§ **Your assignment**
Print every record below exactly as it stands.

=== Exercise materials ===

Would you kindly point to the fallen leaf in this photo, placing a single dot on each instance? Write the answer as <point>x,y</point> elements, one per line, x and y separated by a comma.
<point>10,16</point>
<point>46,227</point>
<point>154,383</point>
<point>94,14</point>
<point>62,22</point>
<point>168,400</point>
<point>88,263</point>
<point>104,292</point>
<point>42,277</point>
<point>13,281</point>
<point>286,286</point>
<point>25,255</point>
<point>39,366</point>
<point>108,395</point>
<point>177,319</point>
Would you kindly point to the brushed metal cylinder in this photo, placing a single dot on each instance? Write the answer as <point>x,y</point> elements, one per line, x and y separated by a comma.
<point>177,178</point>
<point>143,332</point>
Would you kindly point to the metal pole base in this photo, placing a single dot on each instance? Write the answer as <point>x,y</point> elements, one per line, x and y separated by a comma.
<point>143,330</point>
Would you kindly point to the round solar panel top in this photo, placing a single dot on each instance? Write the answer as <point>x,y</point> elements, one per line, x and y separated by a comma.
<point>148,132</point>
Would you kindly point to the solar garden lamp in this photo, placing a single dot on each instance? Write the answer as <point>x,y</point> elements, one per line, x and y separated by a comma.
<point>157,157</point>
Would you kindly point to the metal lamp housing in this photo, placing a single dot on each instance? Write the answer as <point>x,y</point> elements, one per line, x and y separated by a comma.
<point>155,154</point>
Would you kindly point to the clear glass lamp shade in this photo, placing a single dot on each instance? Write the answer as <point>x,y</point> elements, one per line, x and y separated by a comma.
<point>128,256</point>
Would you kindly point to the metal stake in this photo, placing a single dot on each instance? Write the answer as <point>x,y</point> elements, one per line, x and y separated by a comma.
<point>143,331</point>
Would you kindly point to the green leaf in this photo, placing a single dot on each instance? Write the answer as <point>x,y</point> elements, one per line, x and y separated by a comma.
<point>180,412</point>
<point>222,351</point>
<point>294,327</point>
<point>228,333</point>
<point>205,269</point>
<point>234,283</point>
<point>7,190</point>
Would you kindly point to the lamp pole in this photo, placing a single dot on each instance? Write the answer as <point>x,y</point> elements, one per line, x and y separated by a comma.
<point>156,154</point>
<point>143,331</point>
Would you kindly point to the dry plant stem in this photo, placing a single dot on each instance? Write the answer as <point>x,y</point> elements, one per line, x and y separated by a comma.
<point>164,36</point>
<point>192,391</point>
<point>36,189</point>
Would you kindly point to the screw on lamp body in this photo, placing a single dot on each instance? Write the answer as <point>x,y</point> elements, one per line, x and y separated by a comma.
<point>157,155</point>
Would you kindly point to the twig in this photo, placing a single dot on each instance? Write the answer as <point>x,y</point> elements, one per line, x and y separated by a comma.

===

§ **Answer space**
Would you kindly point to the fallen leaf in this photo, placing a single dot on each instance? Write the answer as <point>x,y</point> elements, one per line, x and y separated by a comma.
<point>10,16</point>
<point>46,227</point>
<point>154,383</point>
<point>94,14</point>
<point>62,22</point>
<point>168,400</point>
<point>88,263</point>
<point>104,292</point>
<point>42,277</point>
<point>13,281</point>
<point>286,286</point>
<point>25,255</point>
<point>39,366</point>
<point>108,395</point>
<point>177,319</point>
Would you kindly point to the brushed metal cylinder in this photo, placing a single dot on each instance? Write the answer as <point>x,y</point> elements, one per line, x and y separated by a comma.
<point>177,178</point>
<point>143,332</point>
Would you kindly point to the metal pole base in this photo, placing a single dot on each instance? Write the answer as <point>x,y</point> elements, one per line, x and y separated by a comma.
<point>143,330</point>
Would you kindly point to the round solar panel top in this photo, placing a single dot on each instance? Write the answer as <point>x,y</point> elements, one per line, x and y separated by a comma.
<point>148,132</point>
Would you kindly point to the solar garden lamp in this photo, placing a single dot on each instance? Write the answer as <point>x,y</point> elements, one per line, x and y separated by a comma.
<point>157,157</point>
Would you kindly point to the metal lamp housing in this photo, placing a single dot on each instance? Write the answer as <point>x,y</point> elements, one per line, x and y separated by a comma.
<point>155,154</point>
Would you kindly point to the clear glass lamp shade in this photo, placing a single dot on each instance? Write the answer as <point>x,y</point> elements, one per line, x and y separated by a comma.
<point>128,256</point>
Would you kindly point to the metal stake in this photo, placing a single dot on each instance? Write the answer as <point>x,y</point> elements, one per line, x and y separated by a comma.
<point>143,331</point>
Would you kindly point to the green leaf in this photo, placing a single dot on each instance? Write the answer as <point>x,y</point> elements, one per line, x and y separated by a comma.
<point>180,412</point>
<point>222,351</point>
<point>294,327</point>
<point>228,333</point>
<point>205,269</point>
<point>234,283</point>
<point>7,190</point>
Would you kindly point to the lamp pole in this photo, placing a single dot on each instance? Write the answer as <point>x,y</point> elements, one per line, x and y separated by a comma.
<point>156,154</point>
<point>143,331</point>
Would you kindly point to the dry plant stem in this photo, placing a single dot on each instance? Write the answer as <point>x,y</point> elements, one per line, x and y separated by a comma.
<point>164,36</point>
<point>192,391</point>
<point>36,189</point>
Would you kindly point to the screw on lamp body in this photo, placing a single dot on each instance? Write the answer as <point>x,y</point> elements, one per line, x and y separated by a comma.
<point>157,155</point>
Would you kindly point to the twig in this photo, placing a single dot on each instance? Write the answer as <point>x,y</point> elements, one per line, x and y separated by a comma.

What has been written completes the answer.